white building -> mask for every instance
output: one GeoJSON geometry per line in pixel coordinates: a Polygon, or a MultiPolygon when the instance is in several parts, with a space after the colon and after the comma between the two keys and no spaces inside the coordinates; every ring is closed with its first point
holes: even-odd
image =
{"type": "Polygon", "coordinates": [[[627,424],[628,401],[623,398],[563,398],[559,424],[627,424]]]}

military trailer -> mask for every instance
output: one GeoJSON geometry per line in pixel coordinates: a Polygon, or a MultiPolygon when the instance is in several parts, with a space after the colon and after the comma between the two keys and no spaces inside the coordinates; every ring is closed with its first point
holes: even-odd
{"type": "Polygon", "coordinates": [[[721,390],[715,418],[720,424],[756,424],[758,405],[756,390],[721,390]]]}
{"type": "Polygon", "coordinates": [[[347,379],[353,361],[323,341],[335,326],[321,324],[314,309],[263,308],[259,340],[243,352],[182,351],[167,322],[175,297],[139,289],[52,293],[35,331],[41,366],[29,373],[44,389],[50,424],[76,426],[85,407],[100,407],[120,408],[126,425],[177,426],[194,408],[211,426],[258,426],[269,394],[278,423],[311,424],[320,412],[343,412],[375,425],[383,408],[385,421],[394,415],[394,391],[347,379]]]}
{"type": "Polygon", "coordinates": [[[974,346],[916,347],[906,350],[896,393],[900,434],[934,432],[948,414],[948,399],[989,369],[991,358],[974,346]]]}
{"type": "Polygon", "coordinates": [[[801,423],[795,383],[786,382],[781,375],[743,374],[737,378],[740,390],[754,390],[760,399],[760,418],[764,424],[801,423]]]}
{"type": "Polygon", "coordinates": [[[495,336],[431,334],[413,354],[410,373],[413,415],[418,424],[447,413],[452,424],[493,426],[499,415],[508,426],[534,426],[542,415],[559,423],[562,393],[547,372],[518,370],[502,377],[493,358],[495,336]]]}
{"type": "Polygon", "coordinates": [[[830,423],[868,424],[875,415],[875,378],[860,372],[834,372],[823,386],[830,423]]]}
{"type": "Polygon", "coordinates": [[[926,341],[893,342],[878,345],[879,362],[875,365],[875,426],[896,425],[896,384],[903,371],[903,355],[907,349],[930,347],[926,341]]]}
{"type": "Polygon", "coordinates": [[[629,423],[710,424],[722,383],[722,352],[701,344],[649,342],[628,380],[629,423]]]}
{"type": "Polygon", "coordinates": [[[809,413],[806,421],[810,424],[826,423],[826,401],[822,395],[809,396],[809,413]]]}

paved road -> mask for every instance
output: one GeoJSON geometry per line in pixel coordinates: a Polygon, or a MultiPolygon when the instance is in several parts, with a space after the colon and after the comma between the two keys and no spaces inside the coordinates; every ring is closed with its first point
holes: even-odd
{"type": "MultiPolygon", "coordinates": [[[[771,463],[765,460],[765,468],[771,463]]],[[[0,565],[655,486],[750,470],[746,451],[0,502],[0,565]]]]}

...

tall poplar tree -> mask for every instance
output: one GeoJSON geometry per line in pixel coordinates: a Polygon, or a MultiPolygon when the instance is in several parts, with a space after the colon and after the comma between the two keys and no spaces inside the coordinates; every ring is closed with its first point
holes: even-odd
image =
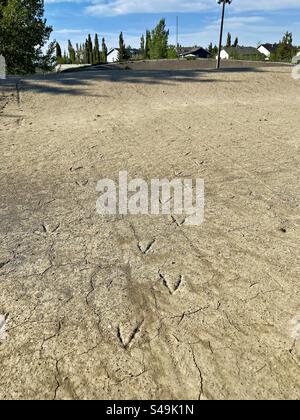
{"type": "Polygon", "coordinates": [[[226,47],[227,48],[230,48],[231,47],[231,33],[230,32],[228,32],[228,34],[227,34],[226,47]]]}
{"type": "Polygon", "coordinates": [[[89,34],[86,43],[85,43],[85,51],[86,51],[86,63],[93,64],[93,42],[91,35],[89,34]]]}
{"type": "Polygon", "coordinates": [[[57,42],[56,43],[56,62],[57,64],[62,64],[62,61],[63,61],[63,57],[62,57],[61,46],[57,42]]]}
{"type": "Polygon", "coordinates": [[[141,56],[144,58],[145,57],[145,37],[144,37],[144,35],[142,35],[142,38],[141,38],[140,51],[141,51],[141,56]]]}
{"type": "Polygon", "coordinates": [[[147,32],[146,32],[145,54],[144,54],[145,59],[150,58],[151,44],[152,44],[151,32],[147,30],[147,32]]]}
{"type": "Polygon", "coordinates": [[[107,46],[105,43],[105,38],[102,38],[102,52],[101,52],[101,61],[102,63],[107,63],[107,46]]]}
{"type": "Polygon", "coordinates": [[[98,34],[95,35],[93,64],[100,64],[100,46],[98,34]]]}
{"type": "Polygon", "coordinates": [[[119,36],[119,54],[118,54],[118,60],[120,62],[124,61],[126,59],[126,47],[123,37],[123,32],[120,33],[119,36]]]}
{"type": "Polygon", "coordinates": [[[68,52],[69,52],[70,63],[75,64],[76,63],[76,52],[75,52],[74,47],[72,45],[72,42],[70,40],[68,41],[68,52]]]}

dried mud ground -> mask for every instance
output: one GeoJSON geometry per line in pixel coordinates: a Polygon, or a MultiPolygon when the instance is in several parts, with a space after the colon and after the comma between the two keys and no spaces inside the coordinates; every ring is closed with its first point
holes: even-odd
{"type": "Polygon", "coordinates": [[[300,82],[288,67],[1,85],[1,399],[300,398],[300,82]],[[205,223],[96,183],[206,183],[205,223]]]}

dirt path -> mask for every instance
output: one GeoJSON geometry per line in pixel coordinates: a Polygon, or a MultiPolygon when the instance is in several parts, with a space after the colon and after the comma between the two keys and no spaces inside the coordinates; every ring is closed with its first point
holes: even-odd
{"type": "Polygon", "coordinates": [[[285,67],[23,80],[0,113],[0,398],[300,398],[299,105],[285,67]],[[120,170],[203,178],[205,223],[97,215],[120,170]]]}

--

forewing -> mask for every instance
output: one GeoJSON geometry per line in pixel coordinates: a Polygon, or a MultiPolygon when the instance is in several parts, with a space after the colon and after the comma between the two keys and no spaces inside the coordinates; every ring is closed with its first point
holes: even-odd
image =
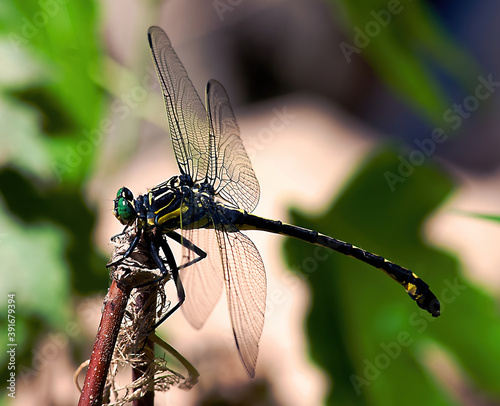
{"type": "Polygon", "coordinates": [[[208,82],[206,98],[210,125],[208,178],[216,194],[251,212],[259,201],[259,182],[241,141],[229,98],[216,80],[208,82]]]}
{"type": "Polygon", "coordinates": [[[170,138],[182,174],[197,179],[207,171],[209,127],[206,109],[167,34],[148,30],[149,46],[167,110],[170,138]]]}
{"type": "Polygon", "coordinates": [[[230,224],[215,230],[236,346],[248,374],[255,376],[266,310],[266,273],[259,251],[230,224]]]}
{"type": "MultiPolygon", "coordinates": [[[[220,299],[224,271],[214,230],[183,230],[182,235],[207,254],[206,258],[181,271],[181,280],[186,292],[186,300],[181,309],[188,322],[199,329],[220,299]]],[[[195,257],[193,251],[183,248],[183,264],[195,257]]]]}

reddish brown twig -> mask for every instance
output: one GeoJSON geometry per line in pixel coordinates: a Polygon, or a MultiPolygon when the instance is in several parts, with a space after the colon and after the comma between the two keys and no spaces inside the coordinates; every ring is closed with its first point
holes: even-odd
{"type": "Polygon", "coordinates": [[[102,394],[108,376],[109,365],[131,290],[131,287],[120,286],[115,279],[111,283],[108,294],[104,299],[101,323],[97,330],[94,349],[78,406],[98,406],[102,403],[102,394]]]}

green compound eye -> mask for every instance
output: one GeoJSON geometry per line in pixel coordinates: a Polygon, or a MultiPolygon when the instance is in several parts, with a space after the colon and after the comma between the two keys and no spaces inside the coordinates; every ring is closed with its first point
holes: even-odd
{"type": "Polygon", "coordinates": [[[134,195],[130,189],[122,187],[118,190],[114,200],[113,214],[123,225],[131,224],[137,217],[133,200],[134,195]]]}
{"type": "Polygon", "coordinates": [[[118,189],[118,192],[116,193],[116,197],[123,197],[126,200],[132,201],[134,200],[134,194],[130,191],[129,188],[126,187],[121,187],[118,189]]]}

WORK REQUEST →
Please filter the data down to the lines containing the word "mask".

ANSWER SPACE →
white building -> mask for every instance
military trailer -> mask for every instance
paved road -> mask for every instance
tall poplar tree -> mask for every instance
dried mud ground -> mask for every instance
dirt path -> mask for every instance
forewing -> mask for every instance
reddish brown twig -> mask for every instance
green compound eye -> mask for every instance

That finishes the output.